EXERCISE DIRECTIONS ->
Report each line in the listing below that contains the string "branch", copying every such line in full. Treat the match as case-sensitive.
--- start INFORMATION SHOWN ---
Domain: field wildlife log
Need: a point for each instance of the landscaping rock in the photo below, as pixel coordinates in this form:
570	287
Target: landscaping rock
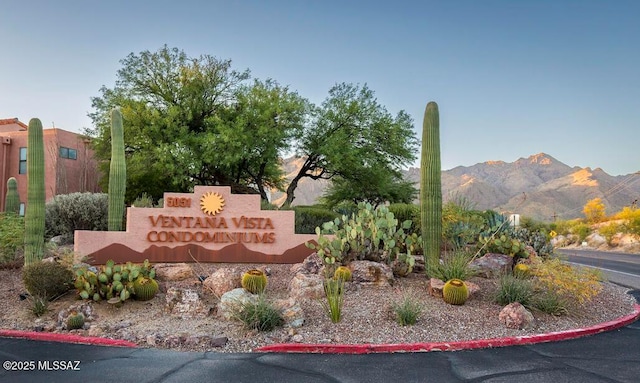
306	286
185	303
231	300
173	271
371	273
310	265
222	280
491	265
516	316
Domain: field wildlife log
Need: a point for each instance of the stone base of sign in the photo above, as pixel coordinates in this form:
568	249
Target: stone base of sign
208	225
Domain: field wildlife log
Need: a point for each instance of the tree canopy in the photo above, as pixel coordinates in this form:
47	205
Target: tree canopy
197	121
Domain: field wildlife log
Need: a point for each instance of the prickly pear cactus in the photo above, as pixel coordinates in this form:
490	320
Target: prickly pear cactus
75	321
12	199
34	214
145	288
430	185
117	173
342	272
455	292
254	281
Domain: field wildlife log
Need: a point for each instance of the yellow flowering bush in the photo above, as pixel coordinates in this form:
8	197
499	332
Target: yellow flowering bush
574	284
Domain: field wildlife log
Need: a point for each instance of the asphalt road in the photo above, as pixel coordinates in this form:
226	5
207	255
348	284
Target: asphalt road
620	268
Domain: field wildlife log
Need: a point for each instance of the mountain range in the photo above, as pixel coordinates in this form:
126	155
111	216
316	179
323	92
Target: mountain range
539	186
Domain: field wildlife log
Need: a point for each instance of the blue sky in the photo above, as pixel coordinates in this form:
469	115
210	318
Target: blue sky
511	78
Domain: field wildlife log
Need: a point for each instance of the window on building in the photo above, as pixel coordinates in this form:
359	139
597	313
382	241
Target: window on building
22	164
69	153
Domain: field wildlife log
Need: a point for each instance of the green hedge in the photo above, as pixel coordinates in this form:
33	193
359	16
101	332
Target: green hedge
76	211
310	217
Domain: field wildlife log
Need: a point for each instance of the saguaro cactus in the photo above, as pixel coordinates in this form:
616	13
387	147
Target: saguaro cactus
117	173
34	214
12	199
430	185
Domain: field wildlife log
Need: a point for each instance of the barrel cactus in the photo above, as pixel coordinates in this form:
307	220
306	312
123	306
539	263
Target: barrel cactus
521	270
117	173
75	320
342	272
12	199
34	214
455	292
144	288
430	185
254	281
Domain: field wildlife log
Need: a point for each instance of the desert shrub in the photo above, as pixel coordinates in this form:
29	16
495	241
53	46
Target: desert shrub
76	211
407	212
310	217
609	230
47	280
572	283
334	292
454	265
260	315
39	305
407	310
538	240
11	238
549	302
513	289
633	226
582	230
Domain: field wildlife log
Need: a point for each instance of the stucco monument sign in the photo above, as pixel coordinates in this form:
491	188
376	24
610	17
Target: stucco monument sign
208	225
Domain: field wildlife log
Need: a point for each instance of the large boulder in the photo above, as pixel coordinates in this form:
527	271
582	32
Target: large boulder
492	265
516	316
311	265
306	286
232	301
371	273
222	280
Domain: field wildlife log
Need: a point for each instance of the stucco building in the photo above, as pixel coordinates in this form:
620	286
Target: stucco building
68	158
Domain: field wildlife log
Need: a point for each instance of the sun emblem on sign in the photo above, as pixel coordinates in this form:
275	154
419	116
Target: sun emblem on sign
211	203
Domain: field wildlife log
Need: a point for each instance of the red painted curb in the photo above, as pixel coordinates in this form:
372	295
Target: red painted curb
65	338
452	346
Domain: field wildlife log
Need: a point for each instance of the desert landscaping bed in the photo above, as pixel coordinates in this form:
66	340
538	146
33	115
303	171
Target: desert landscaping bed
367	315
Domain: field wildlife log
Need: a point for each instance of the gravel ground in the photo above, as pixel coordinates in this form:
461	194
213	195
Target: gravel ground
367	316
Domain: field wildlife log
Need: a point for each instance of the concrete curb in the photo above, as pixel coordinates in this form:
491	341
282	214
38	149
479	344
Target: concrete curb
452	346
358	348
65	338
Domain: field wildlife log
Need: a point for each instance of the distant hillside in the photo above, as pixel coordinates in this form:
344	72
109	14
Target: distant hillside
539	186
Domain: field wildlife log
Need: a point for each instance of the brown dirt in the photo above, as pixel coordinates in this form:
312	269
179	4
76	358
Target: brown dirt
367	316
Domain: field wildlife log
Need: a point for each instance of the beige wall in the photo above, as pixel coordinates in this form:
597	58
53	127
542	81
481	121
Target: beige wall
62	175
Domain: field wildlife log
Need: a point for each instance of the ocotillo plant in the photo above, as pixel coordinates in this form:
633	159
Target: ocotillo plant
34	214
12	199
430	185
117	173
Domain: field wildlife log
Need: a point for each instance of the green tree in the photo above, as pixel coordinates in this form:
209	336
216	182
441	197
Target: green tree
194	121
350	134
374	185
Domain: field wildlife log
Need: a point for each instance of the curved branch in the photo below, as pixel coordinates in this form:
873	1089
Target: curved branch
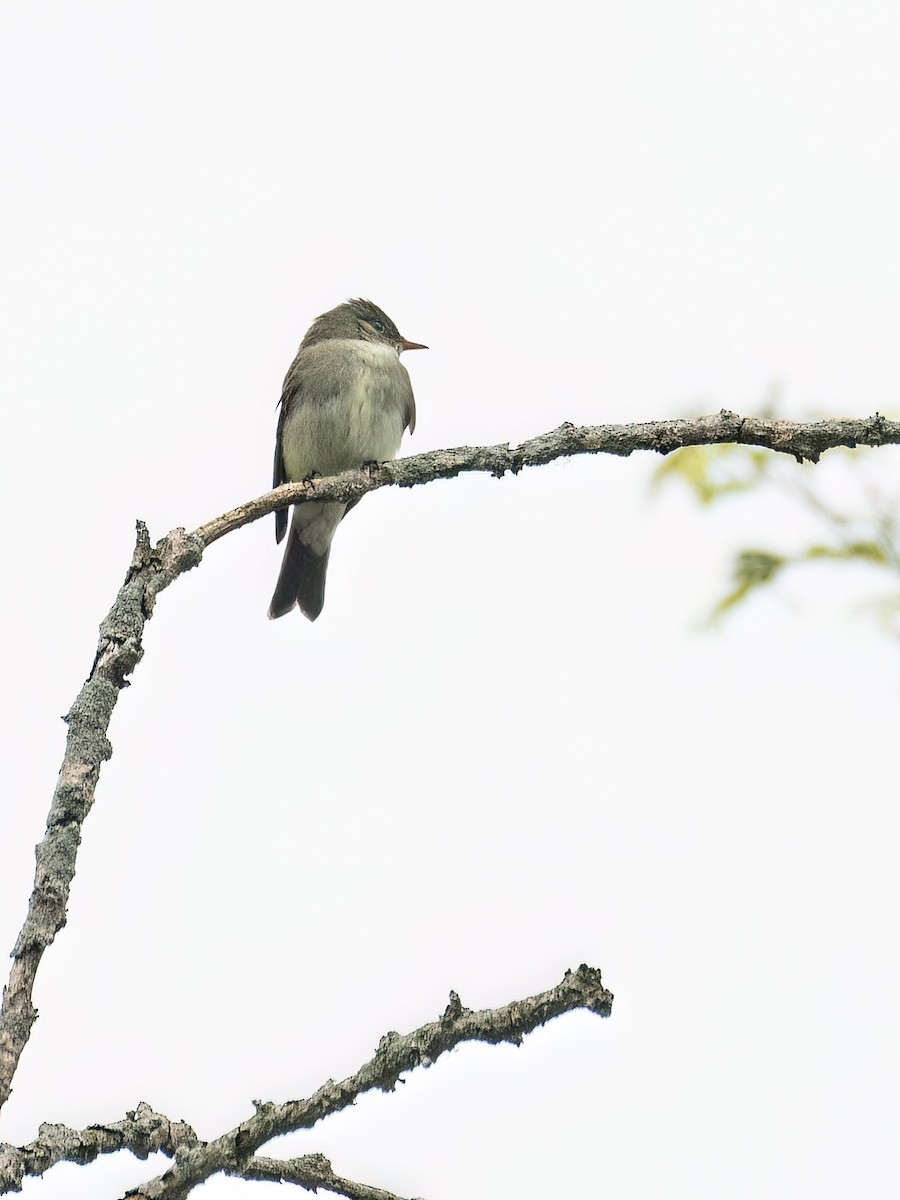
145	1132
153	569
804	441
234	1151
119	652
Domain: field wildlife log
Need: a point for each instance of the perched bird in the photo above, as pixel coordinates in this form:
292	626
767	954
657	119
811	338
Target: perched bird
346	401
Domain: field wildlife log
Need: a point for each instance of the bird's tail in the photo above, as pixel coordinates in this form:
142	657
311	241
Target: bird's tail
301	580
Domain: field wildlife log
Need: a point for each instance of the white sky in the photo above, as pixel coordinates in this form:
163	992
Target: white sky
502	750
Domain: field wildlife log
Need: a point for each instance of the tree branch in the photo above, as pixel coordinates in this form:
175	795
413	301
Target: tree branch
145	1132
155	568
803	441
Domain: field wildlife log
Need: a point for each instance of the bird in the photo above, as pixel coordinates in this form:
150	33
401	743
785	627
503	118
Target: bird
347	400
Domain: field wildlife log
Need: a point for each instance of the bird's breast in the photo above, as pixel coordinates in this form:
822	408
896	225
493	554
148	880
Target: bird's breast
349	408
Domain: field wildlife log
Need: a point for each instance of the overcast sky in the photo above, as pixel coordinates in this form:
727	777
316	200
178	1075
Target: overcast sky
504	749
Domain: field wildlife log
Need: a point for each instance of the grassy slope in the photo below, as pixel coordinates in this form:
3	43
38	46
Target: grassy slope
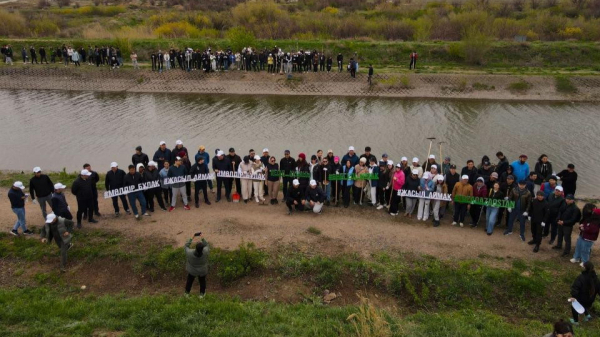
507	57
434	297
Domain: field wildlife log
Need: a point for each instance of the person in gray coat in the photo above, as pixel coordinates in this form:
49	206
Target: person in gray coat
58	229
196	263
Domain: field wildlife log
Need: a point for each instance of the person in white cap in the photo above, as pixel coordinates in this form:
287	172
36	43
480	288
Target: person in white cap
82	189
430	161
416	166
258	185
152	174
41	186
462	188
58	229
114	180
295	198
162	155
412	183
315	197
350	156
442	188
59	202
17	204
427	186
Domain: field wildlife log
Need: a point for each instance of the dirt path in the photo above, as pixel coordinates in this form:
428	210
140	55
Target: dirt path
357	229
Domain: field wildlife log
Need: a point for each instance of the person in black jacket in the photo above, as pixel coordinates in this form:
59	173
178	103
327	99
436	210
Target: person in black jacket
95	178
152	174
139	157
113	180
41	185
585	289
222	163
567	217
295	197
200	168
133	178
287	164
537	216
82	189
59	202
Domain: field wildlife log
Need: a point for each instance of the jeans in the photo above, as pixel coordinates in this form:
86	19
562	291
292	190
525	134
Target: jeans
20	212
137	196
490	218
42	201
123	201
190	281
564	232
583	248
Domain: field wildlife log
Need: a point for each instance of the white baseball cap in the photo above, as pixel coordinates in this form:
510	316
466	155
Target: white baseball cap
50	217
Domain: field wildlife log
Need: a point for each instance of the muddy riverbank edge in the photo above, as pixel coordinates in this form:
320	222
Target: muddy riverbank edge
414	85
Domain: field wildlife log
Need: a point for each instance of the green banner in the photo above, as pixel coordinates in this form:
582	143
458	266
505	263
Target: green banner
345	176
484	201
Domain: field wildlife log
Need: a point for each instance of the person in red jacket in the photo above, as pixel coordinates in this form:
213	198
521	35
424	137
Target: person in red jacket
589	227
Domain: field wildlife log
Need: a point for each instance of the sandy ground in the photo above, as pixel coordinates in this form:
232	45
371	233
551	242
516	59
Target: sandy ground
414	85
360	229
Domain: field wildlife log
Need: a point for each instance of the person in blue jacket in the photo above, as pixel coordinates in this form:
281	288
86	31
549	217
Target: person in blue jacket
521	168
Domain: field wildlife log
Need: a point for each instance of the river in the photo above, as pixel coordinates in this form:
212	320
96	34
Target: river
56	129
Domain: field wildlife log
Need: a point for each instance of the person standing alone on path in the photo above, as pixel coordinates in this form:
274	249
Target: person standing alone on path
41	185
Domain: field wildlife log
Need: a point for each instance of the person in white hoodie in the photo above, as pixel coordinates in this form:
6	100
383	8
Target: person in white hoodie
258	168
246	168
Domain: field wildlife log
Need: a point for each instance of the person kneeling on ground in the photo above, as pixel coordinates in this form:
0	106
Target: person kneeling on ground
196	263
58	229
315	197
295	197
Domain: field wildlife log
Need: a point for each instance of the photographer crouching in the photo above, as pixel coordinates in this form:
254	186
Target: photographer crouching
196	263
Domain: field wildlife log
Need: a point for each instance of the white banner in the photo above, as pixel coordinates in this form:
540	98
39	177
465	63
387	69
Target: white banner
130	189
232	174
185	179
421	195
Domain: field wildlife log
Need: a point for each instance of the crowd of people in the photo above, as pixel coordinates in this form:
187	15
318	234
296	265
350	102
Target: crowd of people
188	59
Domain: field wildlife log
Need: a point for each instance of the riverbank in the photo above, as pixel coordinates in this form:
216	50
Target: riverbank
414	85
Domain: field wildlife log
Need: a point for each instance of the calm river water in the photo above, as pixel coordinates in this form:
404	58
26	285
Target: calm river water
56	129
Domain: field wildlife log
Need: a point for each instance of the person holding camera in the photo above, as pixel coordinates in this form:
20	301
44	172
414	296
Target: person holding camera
--- end INFORMATION SHOWN ---
RESULT OF THE TASK ->
Need: a point for each instance of the curved branch in the photo below, as pixel coordinates in this form:
Target: curved branch
Need: a point for each instance of the tree branch in the photo above, as pixel coordinates in this form:
Target: tree branch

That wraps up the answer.